What you will do:
Repeat the entries below exactly as they appear, with no pictures.

Data:
----------
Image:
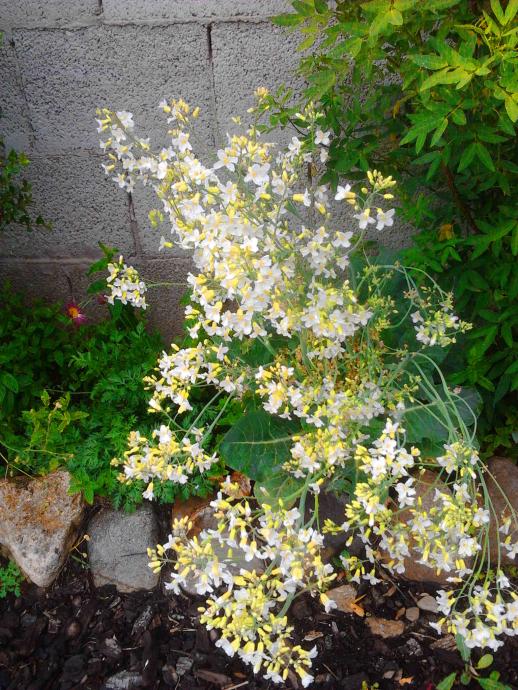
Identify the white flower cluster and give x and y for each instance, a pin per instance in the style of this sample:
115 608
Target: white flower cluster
245 247
444 529
249 614
126 285
167 457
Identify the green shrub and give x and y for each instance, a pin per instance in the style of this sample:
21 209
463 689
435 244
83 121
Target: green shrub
428 92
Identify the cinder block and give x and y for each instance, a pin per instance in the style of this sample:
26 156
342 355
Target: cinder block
27 13
165 311
52 281
84 207
246 56
142 10
145 200
14 120
67 74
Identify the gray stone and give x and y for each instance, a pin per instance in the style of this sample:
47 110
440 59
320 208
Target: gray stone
----------
Exercise output:
Image:
Identify the white flower cluster and give x and y for each instance, a pin per instance in the style of this sample:
115 608
Target: white flower cluster
245 247
444 529
249 614
126 285
167 457
Identify the green shrub and give x and y for each instance, a pin per instance in the style of this sample:
21 209
463 689
435 244
83 121
Target: green shrub
428 92
Identify the cinder block and give x and y for each instance, a pin per instance in the style of this sample:
26 156
342 355
Target: cinder block
27 13
165 311
52 281
84 207
246 56
142 10
145 200
14 120
67 74
Identify the gray stone and give x and y for each instance, a pin per instance in the style of this sample:
47 110
440 59
320 208
Target: gray stone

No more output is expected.